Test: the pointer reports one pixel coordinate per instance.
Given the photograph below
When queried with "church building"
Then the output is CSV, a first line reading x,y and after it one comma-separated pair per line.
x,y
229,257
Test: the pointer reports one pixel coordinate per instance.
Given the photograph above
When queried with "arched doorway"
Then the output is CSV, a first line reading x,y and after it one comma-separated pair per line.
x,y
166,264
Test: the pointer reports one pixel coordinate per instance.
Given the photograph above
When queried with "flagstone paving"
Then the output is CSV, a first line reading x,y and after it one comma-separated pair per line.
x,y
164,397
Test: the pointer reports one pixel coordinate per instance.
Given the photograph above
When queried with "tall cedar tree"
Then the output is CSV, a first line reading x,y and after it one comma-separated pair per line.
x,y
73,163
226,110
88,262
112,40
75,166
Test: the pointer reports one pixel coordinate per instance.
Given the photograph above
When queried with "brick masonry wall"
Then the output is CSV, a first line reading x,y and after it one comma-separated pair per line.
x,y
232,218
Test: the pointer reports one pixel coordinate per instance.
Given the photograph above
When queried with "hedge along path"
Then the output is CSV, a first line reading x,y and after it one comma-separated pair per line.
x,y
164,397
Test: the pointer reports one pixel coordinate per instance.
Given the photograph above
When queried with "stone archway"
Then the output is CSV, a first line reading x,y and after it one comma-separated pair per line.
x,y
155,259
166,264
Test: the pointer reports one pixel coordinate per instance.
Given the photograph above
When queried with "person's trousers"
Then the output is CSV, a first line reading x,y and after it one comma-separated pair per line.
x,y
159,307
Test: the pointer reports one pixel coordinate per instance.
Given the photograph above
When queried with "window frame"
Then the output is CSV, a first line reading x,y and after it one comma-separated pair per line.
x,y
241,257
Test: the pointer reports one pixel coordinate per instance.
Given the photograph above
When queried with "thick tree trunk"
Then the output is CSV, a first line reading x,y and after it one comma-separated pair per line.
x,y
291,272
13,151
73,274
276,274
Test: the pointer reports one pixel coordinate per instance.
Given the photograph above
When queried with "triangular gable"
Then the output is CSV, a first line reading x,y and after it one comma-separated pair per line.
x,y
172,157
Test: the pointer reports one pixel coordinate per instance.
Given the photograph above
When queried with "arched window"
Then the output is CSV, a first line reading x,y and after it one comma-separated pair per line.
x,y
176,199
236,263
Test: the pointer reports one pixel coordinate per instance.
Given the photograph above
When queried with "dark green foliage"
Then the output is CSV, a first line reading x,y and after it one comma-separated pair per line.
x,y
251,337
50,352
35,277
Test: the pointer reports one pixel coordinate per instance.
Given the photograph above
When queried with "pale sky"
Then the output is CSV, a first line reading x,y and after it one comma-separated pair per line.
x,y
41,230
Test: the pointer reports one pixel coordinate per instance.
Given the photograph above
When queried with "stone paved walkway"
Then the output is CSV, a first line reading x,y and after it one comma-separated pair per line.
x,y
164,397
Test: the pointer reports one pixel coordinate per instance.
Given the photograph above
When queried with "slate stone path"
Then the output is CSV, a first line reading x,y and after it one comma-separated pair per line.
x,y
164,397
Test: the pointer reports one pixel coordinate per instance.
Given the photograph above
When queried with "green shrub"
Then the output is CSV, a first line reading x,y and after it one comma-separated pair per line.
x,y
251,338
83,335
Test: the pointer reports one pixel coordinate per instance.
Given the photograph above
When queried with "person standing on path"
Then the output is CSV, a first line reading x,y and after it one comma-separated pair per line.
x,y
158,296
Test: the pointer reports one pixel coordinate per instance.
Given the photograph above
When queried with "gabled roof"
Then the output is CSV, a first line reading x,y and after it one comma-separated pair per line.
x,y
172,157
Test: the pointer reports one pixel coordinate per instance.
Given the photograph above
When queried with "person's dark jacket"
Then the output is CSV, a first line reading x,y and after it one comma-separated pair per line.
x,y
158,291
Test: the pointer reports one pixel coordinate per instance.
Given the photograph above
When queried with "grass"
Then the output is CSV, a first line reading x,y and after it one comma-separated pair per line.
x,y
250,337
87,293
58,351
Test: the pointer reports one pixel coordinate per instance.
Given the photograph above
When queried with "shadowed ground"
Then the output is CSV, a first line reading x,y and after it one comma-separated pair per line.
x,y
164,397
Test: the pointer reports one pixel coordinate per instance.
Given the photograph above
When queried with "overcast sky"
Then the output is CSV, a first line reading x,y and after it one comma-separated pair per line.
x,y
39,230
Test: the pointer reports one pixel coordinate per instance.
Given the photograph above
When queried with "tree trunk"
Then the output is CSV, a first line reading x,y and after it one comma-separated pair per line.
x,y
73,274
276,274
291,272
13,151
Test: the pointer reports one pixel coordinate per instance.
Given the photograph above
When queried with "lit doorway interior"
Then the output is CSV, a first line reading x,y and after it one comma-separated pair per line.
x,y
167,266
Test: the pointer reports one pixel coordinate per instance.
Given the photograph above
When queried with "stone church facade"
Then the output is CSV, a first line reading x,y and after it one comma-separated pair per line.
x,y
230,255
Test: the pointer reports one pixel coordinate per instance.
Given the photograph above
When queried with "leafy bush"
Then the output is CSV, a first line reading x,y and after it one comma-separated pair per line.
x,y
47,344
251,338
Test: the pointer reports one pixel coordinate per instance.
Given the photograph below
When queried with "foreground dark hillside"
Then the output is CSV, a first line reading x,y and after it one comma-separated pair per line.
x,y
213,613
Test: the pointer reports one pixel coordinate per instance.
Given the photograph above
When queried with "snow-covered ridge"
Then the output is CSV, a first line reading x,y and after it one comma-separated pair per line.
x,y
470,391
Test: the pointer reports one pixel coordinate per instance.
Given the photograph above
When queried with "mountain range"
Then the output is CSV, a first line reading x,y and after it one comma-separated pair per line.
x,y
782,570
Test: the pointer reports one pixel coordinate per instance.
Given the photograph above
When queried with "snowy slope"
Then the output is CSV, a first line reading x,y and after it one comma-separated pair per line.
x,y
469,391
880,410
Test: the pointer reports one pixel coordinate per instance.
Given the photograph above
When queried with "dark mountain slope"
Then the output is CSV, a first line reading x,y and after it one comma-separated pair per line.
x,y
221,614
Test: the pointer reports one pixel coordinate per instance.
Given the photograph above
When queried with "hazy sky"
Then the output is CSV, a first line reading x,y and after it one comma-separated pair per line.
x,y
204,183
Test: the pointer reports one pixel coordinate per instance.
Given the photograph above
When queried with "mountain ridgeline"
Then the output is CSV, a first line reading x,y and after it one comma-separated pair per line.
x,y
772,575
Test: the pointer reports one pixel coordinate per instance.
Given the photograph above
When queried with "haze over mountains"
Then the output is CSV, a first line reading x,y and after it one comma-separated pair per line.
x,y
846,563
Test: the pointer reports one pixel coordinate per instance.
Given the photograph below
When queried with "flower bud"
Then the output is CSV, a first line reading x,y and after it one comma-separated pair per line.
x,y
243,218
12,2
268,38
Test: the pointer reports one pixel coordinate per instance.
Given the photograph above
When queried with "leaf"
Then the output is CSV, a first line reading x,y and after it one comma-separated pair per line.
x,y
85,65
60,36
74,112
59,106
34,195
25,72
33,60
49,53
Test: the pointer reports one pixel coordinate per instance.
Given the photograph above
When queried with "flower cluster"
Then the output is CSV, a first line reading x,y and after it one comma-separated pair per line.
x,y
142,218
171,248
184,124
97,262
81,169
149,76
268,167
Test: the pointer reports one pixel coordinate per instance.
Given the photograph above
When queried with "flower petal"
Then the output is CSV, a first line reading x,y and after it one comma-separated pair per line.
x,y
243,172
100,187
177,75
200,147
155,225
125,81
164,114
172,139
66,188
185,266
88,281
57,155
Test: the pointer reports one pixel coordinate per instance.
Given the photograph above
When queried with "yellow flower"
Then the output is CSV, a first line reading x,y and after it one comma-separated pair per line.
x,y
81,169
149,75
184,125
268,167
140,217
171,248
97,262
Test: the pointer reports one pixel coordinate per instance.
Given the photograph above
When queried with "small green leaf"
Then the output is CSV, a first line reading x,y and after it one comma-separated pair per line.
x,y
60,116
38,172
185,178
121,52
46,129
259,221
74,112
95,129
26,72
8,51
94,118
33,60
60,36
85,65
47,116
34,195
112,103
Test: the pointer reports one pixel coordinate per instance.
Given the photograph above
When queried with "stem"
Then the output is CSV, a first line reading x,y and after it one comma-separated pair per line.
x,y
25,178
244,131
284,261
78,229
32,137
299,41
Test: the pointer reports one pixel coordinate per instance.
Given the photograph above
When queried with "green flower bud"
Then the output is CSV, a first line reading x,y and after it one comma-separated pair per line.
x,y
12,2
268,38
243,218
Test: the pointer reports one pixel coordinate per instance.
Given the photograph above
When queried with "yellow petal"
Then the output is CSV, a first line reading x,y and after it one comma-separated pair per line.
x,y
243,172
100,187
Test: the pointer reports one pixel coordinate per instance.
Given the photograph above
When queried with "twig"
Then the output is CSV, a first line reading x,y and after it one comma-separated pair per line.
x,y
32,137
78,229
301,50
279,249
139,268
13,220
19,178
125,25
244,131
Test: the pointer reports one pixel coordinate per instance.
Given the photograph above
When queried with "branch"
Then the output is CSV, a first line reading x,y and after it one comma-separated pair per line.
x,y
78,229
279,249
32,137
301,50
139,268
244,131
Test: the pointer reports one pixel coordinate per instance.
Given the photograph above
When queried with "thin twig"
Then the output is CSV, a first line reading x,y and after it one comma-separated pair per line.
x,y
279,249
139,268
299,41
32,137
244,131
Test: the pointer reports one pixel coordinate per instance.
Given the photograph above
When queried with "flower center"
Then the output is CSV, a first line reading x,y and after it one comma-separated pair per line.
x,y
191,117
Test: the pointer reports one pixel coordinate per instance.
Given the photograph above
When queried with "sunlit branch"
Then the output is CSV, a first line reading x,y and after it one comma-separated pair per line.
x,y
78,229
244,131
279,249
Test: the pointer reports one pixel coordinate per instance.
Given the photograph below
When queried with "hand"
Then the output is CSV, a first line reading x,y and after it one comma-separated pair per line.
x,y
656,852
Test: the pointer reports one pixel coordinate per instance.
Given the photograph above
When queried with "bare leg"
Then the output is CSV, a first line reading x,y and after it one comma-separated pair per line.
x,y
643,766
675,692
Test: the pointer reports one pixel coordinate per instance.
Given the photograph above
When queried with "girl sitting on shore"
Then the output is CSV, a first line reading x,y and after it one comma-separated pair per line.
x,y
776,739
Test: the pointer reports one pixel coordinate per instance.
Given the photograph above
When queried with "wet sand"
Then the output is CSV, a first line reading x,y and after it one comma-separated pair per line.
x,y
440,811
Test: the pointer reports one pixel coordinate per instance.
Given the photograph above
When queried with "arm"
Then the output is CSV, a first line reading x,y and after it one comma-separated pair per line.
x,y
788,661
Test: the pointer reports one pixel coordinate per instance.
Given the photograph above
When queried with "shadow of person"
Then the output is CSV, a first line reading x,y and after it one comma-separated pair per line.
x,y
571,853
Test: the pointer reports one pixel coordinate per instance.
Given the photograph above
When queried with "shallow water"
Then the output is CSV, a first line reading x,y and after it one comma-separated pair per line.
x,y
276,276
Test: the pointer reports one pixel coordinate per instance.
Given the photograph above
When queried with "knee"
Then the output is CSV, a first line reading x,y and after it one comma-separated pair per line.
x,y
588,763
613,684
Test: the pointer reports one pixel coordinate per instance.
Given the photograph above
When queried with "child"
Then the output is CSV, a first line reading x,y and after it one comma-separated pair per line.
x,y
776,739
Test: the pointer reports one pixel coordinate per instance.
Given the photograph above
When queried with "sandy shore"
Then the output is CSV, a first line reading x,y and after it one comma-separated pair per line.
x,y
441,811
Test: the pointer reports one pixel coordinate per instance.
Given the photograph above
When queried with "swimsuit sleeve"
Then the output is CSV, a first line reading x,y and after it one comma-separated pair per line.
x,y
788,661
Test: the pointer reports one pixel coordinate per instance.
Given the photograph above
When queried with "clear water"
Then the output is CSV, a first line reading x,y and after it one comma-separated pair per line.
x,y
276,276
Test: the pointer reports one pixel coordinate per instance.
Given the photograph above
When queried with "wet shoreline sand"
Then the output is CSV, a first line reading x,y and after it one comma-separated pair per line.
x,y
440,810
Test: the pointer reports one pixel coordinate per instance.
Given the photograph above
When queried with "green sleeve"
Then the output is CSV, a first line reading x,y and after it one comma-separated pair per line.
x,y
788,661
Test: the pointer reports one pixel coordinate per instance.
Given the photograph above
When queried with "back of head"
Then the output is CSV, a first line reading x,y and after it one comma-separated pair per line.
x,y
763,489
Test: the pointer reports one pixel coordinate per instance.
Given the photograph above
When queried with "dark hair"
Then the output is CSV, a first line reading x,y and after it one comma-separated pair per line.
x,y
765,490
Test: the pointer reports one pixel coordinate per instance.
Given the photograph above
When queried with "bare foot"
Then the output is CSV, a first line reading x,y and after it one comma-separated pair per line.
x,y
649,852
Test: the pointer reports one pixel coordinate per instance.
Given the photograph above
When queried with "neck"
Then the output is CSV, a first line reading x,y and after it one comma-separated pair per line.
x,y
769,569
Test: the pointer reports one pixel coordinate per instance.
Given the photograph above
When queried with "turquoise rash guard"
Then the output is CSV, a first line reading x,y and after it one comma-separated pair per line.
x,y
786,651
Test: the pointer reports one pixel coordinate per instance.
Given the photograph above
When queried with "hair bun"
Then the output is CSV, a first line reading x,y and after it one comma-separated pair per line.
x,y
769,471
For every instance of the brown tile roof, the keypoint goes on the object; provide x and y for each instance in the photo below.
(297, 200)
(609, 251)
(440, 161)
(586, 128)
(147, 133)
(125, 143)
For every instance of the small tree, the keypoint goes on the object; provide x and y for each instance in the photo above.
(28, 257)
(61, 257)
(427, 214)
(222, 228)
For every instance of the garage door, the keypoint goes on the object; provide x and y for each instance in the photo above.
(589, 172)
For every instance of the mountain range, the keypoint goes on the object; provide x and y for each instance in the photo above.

——————————

* **Aim**
Repeat, word for word, every line from the line that contains "For every instance of the brown" to the end of the entries; include both of those lines and no others.

* **Response below**
For every instance of the brown tile roof, the keypoint goes on the object; provide x and y for each instance in the photo below.
(297, 200)
(609, 251)
(440, 161)
(586, 128)
(147, 133)
(125, 143)
For every instance of the small tree, the keypoint goes on the object; provide x and y for each instance in the photo above.
(28, 257)
(61, 257)
(427, 214)
(222, 228)
For every instance of the garage door, the keypoint goes on the object; provide x and y for each instance in the photo above.
(589, 172)
For every instance of the mountain range, the keypoint goes on the object; provide x and y for each instance in the photo above.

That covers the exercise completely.